## WHAT YOU ARE ASKED TO DO:
Repeat each line of the material below exactly.

## GIVEN DATA:
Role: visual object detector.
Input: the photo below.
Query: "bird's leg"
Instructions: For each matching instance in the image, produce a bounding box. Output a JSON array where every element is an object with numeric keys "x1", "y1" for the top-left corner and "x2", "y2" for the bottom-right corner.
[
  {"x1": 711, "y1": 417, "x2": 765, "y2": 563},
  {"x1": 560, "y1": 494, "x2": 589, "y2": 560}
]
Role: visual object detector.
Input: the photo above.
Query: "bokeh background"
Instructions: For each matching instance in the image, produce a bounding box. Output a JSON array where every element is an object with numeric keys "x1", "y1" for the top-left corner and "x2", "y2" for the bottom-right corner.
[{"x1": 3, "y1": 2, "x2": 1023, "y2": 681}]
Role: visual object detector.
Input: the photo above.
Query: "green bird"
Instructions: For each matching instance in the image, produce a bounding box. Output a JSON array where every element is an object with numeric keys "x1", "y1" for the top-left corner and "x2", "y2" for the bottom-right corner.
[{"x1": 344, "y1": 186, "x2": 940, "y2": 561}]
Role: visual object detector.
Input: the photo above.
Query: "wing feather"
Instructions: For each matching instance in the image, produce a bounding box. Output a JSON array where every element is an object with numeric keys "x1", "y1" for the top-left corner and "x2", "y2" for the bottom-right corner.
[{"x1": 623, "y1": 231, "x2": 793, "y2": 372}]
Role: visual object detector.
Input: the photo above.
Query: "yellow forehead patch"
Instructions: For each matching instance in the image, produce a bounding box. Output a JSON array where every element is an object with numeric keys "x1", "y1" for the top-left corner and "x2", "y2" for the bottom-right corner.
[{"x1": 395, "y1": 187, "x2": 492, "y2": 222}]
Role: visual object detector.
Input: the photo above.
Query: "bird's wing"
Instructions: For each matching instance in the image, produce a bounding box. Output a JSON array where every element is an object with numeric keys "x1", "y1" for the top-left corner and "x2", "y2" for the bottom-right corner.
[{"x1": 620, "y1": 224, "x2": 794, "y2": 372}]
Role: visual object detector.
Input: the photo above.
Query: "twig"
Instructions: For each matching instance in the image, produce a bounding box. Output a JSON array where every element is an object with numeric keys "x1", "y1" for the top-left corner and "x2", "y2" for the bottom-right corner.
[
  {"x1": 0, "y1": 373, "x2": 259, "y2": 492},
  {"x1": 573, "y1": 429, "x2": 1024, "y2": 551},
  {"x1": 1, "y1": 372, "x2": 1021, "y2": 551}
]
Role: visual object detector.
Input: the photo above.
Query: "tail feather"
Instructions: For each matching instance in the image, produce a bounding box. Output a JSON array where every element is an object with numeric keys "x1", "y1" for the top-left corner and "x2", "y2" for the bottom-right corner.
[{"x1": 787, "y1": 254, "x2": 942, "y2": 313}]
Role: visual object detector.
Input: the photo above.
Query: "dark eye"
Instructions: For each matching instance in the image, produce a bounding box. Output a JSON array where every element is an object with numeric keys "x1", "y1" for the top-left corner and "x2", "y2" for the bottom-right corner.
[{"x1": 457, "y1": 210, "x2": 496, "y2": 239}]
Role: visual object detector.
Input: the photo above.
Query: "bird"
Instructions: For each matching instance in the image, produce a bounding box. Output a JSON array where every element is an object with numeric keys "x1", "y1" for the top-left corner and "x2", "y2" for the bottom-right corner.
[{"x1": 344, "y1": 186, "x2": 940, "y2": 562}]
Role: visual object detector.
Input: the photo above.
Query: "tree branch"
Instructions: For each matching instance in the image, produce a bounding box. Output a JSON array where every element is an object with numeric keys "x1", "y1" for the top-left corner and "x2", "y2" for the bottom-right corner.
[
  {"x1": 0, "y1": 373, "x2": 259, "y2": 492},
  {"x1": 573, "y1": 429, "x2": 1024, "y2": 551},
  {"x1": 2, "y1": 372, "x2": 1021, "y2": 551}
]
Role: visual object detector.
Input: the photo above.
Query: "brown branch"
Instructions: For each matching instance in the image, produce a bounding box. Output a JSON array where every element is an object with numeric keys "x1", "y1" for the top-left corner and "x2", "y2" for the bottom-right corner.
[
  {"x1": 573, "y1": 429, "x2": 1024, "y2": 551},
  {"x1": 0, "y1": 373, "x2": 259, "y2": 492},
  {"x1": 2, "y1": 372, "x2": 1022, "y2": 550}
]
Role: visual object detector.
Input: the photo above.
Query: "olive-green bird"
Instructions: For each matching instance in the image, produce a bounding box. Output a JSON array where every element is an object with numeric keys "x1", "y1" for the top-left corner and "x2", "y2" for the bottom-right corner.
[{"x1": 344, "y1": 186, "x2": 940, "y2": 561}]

## EXERCISE OUTPUT:
Role: visual object detector.
Input: the photo below.
Query: "bird's leg"
Instructions: For each matching instance in the image, produce a bounding box. Output a JSON array where every element is an object with numeric keys "x1", "y1" for the top-left corner and "x2", "y2" for the bottom-right corner.
[
  {"x1": 711, "y1": 417, "x2": 765, "y2": 563},
  {"x1": 560, "y1": 494, "x2": 589, "y2": 560}
]
Role: visual object detector.
Input: the photo above.
Query: "bokeh background"
Instructions: For each matching instance in the image, produce a bounding box. Output a JSON array where every element is an object with numeric keys "x1", "y1" for the top-left corner and "x2", "y2" for the bottom-right corner.
[{"x1": 3, "y1": 2, "x2": 1023, "y2": 681}]
Role: visual object detector.
Input: the photo above.
Query: "green bird"
Instructions: For each matching instance in the image, produce a bounding box. Output a JSON array where every element is an object with numeric keys "x1", "y1" for the top-left corner and "x2", "y2" for the bottom-right corner.
[{"x1": 344, "y1": 186, "x2": 940, "y2": 561}]
Role: visual object detector.
Input: the photo above.
Query: "wing feather"
Instructions: For each matching instance in the image, produce a bounding box. Output a JSON array where every element is an object with numeric keys "x1", "y1" for the top-left corner and "x2", "y2" for the bottom-right corner.
[{"x1": 623, "y1": 231, "x2": 793, "y2": 372}]
Role: visual object detector.
Input: the photo above.
Query: "yellow forehead patch"
Instructions: For each matching instance in the image, produce a bounding box. Output a JSON array where every element is an object with numeric keys "x1", "y1" for the top-left corner and "x2", "y2" for the bottom-right corner.
[{"x1": 395, "y1": 187, "x2": 492, "y2": 222}]
Role: visual object detector.
Input: the photo above.
Query: "bird's wing"
Instructions: For each matching instance in the image, produce a bounding box. Output a JSON array where every element is an object with numeric keys "x1", "y1" for the top-left corner and "x2", "y2" for the bottom-right corner.
[{"x1": 620, "y1": 224, "x2": 794, "y2": 372}]
Role: visual object detector.
Input: the photo above.
Query: "twig"
Instructions: For each matching instance in the image, produce a bounding box. Output a JSON array where every element is an object with numeric keys "x1", "y1" for the top-left corner and "x2", "y2" for the bottom-right corner.
[
  {"x1": 0, "y1": 373, "x2": 259, "y2": 492},
  {"x1": 573, "y1": 429, "x2": 1024, "y2": 551},
  {"x1": 1, "y1": 372, "x2": 1021, "y2": 551}
]
Role: visual object detector.
Input: the photo above.
Query: "tail feather"
Instructions: For each matching instance in the image, produce a bounding box. Output a JSON array where every element is an object with numeric keys "x1", "y1" for the top-left corner and "x2", "y2" for the bottom-right corner.
[{"x1": 787, "y1": 254, "x2": 942, "y2": 313}]
Role: visual object detector.
Input: the photo above.
Query: "dark eye"
Instructions: For each matching instance in the image, produce a bounding box. Output a JSON array where every element is an object with numeric keys "x1", "y1" for the top-left corner and "x2", "y2" for the bottom-right corner.
[{"x1": 457, "y1": 210, "x2": 496, "y2": 239}]
Role: visual object detector.
Input: the photo above.
Query: "bird"
Instructions: For each matching instance in the image, produce a bounding box. Output a JSON array where every element is an object with numeric keys "x1", "y1" for the top-left corner and "x2", "y2" for the bottom-right corner.
[{"x1": 344, "y1": 186, "x2": 940, "y2": 562}]
Role: visual object detector.
Input: the photo above.
Query: "tree branch"
Instructions: For each matching instance in the image, produce a bounding box. Output a JSON array where every element is an object with numeric keys "x1", "y1" for the top-left corner and "x2", "y2" for the bottom-right corner.
[
  {"x1": 0, "y1": 373, "x2": 259, "y2": 492},
  {"x1": 573, "y1": 429, "x2": 1024, "y2": 551},
  {"x1": 2, "y1": 372, "x2": 1021, "y2": 551}
]
Role: visual object detector.
Input: the photo above.
Query: "brown branch"
Instructions: For each matching instance in the image, produce a bounding box. Output a JSON array where every element is an object with numeric keys "x1", "y1" for the top-left corner and "x2", "y2" for the bottom-right corner.
[
  {"x1": 573, "y1": 429, "x2": 1024, "y2": 551},
  {"x1": 0, "y1": 373, "x2": 259, "y2": 492},
  {"x1": 2, "y1": 372, "x2": 1022, "y2": 550}
]
Role: visual object detector.
Input: the photo above.
Query: "olive-green bird"
Instructions: For each matching instance in the image, produce a bounding box. Output a JSON array where every element is an object with numeric keys "x1", "y1" for the top-left corner and "x2", "y2" for the bottom-right corner.
[{"x1": 344, "y1": 186, "x2": 940, "y2": 561}]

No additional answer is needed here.